→ TASK BRIEF: Nothing but a number should be returned: the count of lines in the records that contain "woman".

→ DATA TO USE:

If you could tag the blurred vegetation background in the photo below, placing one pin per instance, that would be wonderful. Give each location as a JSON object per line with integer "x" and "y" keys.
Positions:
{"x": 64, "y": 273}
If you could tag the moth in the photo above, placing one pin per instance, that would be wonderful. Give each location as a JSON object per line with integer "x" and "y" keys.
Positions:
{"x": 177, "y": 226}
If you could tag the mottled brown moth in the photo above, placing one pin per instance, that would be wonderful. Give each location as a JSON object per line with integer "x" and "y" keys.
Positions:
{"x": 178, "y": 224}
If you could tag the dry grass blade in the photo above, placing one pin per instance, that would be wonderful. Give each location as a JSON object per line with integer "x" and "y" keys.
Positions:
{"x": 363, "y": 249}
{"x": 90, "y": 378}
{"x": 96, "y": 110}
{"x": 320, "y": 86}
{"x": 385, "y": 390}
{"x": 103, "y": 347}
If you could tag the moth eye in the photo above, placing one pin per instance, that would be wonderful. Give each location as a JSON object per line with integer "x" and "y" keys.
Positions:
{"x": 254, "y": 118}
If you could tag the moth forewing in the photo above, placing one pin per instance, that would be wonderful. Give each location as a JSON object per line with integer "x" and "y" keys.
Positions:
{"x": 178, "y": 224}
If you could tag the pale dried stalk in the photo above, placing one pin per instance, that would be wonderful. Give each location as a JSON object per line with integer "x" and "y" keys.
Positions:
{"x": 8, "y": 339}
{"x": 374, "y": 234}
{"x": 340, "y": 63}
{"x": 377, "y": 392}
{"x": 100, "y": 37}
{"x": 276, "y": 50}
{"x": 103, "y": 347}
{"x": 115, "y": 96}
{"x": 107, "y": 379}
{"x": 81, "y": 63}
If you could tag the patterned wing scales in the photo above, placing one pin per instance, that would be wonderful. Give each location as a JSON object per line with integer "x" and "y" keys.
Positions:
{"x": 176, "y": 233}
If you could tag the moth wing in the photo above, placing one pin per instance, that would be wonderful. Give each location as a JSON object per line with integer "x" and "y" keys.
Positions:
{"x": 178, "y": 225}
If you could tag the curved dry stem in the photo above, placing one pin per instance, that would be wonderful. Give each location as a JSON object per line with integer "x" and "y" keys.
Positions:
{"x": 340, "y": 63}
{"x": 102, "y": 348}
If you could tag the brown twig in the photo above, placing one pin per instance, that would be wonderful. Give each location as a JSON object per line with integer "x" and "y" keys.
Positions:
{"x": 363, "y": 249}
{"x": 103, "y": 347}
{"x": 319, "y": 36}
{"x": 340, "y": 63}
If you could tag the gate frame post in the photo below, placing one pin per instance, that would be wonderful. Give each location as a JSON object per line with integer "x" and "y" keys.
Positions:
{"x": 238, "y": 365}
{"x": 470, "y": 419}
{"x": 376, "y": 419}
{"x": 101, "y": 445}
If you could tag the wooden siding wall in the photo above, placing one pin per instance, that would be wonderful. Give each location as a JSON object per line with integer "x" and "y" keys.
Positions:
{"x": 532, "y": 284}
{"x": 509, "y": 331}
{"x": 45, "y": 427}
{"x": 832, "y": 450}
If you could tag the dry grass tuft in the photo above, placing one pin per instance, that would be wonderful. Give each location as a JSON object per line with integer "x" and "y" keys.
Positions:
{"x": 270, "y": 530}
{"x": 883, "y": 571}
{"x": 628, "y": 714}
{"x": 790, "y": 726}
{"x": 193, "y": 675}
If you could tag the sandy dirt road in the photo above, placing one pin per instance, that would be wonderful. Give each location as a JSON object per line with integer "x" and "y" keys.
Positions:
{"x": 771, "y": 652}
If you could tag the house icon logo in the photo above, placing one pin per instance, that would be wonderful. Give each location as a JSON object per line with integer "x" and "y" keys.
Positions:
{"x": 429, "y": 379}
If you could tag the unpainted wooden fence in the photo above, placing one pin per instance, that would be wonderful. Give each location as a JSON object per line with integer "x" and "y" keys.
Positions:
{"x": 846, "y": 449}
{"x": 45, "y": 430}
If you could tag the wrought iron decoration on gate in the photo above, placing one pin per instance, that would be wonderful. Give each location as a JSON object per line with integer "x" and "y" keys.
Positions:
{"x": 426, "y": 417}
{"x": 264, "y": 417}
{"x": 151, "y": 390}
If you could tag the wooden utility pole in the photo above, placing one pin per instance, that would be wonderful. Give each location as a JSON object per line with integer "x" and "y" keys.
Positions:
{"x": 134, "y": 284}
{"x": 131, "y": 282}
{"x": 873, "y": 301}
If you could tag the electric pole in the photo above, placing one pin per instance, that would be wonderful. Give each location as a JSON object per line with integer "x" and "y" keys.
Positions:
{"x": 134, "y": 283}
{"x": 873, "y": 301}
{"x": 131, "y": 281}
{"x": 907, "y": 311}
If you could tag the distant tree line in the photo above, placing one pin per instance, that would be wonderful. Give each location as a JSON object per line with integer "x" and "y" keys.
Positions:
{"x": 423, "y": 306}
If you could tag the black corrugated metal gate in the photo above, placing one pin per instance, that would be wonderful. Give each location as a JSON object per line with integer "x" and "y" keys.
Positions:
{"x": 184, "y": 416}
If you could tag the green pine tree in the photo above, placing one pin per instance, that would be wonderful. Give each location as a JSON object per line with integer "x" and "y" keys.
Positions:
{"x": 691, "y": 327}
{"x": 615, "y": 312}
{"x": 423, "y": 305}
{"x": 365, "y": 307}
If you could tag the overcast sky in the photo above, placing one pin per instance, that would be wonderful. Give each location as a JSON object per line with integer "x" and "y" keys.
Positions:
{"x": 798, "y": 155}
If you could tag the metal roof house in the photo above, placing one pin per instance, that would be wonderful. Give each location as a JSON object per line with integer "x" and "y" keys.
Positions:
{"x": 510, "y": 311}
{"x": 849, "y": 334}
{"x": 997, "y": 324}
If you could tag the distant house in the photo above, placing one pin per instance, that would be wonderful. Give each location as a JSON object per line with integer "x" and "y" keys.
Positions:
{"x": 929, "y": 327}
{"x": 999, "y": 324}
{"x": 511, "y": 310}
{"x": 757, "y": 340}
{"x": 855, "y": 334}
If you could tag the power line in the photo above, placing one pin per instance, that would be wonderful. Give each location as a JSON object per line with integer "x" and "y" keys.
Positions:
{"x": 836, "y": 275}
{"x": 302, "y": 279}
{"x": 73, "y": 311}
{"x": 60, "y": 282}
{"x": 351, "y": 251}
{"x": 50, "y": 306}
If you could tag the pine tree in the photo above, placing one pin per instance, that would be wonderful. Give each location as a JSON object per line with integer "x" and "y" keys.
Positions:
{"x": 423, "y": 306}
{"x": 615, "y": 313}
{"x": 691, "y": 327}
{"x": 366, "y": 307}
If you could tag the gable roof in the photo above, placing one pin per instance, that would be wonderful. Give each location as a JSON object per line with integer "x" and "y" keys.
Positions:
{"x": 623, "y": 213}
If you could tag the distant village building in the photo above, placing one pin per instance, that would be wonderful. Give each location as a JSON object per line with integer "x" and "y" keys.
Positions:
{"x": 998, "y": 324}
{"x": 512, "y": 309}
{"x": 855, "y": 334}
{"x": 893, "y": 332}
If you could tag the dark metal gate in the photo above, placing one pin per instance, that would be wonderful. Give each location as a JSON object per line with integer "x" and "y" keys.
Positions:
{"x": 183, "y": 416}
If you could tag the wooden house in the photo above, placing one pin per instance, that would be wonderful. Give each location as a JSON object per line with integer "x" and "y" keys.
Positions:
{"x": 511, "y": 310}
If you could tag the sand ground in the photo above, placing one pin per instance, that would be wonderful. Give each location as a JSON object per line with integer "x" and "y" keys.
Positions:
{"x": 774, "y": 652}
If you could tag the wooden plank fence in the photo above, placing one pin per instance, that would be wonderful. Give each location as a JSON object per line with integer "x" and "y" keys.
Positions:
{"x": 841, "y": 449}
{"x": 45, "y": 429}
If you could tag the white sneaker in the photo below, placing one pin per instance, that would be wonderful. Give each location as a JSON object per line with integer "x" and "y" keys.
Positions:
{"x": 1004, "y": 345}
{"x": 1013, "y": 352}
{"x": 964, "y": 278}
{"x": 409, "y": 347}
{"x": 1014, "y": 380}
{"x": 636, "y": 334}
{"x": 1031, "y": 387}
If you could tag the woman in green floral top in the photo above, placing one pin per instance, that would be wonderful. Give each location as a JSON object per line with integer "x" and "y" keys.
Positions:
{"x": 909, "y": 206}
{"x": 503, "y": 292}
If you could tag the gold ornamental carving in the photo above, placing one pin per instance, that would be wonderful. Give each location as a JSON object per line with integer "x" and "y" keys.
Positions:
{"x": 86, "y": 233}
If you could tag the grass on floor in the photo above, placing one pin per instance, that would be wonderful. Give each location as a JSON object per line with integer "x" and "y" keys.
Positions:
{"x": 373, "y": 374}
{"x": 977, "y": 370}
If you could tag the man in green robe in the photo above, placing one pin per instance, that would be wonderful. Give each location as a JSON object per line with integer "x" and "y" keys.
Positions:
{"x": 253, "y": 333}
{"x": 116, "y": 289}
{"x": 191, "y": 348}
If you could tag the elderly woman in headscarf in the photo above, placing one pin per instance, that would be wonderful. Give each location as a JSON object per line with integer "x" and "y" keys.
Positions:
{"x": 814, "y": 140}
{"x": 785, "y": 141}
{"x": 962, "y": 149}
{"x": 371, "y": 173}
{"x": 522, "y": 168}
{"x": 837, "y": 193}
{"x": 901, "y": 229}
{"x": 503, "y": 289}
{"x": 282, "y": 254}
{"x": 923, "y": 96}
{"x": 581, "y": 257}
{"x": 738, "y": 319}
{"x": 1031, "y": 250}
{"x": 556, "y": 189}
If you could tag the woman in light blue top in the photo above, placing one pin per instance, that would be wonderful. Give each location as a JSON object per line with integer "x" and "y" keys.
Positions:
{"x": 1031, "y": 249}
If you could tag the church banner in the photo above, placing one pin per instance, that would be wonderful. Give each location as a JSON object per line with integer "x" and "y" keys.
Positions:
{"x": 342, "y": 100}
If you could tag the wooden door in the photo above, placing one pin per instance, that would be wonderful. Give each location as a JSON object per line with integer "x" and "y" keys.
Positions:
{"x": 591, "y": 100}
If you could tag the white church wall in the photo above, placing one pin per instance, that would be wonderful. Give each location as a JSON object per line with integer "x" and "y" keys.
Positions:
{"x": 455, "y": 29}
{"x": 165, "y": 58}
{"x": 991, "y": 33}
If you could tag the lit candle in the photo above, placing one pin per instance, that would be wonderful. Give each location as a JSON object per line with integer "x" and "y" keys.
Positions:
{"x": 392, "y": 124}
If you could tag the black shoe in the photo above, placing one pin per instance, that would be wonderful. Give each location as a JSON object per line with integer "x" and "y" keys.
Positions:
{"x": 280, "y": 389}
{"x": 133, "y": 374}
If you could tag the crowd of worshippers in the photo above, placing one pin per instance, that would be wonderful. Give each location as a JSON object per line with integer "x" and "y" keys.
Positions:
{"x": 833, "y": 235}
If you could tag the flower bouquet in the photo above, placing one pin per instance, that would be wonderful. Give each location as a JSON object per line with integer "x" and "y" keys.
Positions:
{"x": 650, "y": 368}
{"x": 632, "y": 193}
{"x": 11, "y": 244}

→ SOLUTION TO THIS TASK: 3